Nog een jungletocht…halen we het om de berg op te gaan?

Suriname, Sintiadam

21 febr. Maandag
Na nog een gebroken nacht, met veel naar de wc gaan (ik) en me weer 4 x in een hangmat met slaapzak te wurmen, stonden we om een uurtje of 7 op met bewolkt weer. We dachten dat het vandaag niet zo mooi zou worden, wat voor ons plan, om de Schildpadberg te beklimmen, niet zo gunstig was.
We hadden gisteren al een voorproefje gehad met een kleine jungletocht, en de heren vonden ons fit genoeg om vandaag in ieder geval te beginnen aan een grote wandeling, hakkend door het oerwoud, om na de eerste grote heuvel diep af te dalen en de berg te beklimmen. Wij moesten het nog maar eens zien, maar we gingen ervoor! De prachtige rotshaan is ons doel!

De zon brak door, en het feest kon beginnen. We voeren even terug naar voorbij de laatste stroomversnelling. Je kon zien dat het al een paar dagen nauwelijks geregend heeft, want de waterstand is iets lager dan toen we kwamen. We zagen direct al een visarend, en wat kraagpapegaaien.

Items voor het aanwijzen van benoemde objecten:
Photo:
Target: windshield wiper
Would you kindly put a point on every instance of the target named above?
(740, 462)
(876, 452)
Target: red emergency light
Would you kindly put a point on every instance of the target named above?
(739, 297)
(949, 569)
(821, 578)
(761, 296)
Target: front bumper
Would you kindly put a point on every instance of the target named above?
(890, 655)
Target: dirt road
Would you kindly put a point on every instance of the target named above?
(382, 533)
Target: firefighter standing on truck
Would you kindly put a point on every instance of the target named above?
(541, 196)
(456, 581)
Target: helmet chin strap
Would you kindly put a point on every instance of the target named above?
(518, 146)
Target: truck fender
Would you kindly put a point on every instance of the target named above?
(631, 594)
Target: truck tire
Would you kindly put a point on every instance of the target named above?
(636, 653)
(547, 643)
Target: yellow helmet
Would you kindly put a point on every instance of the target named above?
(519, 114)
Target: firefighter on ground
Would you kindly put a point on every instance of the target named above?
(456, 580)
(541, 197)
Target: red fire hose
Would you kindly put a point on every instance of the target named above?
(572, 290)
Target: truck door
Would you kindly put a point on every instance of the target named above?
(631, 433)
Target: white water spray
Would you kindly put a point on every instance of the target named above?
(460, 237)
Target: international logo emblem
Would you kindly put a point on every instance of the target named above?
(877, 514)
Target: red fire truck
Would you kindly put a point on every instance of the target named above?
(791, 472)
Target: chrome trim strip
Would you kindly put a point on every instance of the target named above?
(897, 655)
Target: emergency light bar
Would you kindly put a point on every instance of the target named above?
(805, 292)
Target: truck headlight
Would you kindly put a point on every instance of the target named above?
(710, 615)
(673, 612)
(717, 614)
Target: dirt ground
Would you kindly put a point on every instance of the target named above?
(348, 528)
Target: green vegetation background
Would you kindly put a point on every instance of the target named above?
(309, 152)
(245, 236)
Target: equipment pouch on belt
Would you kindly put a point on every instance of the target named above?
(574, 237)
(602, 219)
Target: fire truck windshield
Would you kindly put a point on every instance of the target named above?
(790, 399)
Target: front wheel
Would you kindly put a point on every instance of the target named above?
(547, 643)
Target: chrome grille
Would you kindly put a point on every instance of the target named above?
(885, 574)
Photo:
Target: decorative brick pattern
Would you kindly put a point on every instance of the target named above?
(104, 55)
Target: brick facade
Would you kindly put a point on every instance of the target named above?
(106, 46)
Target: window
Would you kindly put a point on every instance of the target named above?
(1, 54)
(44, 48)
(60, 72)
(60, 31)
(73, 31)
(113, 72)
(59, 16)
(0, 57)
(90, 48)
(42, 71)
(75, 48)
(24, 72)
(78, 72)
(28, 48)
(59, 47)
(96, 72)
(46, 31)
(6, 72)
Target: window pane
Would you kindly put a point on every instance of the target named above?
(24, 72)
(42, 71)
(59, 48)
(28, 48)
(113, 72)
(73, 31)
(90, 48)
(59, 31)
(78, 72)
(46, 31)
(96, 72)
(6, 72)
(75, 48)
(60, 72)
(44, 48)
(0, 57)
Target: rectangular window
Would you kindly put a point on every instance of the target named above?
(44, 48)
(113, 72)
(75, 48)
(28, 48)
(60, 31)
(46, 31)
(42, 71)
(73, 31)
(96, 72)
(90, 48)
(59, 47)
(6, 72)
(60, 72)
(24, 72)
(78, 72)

- OPGAVEN
A. Kun je de alinea uit het tekstfragment die begint met "De zon brak door" korter herschrijven en daarbij de belangrijkste feiten behouden?
B. Selecteer in de items elke regel waarin de string "front" voorkomt en neem die regels over. Hoofdletters en kleine letters tellen mee.

- ANTWOORDEN PER OPGAVE
A. Toen de zon doorbrak, voeren we even terug tot voorbij de laatste stroomversnelling. Aan de iets lagere waterstand was te zien dat het al een paar dagen nauwelijks had geregend. We zagen meteen een visarend en enkele kraagpapegaaien.

B.
Target: front bumper
Target: front wheel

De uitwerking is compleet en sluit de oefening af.